**Exercise brief**:
Rewrite the lines from the first one through the line with "point(505, 391)", swapping "street light pole" for "lamp post" and keeping everything else the same.

Excerpts of pointing data
----

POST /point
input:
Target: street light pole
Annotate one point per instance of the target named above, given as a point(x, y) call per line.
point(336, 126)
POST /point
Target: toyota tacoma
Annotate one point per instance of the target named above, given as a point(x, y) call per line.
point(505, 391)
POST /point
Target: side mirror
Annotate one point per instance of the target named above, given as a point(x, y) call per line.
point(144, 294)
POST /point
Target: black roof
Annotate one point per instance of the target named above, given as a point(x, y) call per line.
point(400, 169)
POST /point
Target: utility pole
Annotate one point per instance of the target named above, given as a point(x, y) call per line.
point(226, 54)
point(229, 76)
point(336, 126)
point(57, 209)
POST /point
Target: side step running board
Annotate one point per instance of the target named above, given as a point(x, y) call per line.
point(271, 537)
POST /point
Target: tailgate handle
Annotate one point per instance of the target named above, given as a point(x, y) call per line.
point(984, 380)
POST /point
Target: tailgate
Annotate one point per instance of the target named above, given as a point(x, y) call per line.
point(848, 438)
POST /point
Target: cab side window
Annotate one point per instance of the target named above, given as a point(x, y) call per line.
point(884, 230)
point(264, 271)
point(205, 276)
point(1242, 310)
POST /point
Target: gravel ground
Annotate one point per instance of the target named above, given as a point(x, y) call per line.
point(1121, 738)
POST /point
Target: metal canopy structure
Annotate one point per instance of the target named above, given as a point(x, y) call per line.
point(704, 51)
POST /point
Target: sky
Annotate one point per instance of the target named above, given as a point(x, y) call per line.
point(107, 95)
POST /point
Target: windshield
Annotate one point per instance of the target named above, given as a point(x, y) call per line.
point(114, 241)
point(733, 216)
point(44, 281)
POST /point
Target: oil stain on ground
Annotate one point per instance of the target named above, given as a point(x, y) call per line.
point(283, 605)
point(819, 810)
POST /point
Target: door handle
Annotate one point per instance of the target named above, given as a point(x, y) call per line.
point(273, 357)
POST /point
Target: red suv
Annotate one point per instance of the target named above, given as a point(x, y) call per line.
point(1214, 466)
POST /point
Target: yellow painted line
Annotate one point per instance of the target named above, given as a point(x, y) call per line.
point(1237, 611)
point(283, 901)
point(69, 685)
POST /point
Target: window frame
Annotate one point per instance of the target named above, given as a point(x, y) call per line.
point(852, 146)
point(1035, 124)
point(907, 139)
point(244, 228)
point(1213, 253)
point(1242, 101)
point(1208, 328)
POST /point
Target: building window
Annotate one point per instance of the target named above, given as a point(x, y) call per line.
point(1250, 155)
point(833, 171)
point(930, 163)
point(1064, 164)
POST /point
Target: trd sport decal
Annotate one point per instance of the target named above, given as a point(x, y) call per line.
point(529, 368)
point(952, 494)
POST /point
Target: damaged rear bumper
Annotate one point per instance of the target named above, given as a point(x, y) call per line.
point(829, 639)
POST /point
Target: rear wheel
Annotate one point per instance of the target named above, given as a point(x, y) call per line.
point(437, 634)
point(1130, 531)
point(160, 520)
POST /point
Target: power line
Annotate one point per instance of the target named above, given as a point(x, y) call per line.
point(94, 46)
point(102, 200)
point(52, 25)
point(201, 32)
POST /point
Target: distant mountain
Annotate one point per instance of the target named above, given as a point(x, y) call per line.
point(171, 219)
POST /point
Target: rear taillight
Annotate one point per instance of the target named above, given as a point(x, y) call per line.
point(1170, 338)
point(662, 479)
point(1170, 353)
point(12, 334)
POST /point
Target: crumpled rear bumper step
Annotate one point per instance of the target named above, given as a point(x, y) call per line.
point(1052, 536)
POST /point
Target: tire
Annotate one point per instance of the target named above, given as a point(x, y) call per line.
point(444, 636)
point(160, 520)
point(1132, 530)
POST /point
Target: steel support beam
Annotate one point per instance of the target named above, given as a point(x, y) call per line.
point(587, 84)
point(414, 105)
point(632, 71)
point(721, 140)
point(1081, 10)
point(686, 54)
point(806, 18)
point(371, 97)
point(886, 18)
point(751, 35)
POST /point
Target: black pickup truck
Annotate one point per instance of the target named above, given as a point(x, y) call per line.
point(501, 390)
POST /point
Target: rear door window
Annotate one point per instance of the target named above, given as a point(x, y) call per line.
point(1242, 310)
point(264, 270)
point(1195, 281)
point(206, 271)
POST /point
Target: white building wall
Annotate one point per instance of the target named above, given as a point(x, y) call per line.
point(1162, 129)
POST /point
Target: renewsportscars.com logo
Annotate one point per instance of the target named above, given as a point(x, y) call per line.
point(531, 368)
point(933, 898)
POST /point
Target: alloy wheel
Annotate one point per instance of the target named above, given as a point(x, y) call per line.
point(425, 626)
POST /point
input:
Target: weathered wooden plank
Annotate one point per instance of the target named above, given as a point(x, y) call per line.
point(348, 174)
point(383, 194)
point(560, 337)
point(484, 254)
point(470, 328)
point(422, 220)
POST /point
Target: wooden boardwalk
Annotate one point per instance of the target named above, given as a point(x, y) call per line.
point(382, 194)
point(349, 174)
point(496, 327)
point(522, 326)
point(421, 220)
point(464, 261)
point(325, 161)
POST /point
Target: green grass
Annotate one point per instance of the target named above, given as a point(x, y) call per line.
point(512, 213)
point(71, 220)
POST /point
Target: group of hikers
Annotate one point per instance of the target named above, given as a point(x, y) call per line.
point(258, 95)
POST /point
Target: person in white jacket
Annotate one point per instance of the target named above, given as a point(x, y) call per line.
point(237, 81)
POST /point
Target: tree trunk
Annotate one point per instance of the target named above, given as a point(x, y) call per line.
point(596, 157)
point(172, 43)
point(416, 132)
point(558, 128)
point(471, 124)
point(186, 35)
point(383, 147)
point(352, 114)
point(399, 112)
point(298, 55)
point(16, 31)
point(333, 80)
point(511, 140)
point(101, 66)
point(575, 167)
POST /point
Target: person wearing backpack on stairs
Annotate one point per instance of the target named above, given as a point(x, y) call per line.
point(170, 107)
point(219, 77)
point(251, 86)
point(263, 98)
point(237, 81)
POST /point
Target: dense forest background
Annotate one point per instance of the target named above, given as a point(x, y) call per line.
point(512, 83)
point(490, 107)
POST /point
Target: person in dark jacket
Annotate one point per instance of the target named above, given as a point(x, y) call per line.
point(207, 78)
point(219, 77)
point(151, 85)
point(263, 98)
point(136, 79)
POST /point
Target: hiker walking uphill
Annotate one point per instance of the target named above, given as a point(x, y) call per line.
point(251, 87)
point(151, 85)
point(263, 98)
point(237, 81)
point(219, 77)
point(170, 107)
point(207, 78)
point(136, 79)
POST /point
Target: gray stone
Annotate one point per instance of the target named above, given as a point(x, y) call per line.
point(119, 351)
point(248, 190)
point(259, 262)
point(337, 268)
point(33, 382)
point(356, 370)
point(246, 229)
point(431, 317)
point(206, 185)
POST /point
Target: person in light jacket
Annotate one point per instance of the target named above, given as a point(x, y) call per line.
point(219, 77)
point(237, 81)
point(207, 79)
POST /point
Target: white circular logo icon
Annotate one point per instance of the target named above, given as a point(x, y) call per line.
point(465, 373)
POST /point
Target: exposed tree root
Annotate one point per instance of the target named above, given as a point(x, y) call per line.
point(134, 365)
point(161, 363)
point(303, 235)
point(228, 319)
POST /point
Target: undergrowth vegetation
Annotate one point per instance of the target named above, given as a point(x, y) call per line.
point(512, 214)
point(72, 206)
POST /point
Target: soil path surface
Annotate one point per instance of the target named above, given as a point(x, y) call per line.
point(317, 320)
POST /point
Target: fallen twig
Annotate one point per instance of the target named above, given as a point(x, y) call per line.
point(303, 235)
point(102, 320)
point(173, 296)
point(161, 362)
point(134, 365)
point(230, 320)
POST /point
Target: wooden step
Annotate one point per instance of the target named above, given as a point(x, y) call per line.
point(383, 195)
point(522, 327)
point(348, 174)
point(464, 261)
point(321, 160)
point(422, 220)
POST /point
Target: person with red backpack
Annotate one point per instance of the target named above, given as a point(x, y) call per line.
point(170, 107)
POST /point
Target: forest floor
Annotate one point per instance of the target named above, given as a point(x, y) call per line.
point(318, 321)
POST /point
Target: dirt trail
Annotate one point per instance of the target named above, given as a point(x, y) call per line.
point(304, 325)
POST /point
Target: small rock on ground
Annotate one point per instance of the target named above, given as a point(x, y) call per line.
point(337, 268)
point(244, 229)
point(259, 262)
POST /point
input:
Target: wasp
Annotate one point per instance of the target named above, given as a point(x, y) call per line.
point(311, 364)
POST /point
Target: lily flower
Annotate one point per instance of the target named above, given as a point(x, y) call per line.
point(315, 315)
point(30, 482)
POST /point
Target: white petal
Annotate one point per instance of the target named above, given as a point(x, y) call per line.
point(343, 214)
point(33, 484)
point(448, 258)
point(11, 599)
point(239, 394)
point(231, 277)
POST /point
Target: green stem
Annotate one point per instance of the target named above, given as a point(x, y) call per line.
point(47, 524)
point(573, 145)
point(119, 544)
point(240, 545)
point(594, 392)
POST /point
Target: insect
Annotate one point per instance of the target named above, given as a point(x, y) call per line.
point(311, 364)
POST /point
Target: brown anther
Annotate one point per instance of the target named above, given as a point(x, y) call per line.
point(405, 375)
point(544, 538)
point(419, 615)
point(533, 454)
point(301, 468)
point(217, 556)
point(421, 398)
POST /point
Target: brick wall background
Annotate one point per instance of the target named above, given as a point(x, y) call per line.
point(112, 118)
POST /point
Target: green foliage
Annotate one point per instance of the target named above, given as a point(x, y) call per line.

----

**Answer below**:
POST /point
input:
Target: lamp post
Annotate one point per instance of the target named above, given as a point(x, y) call per line.
point(336, 126)
POST /point
Target: toyota tacoma
Annotate one point per instance of the target named above, given as a point(x, y) call per line.
point(505, 391)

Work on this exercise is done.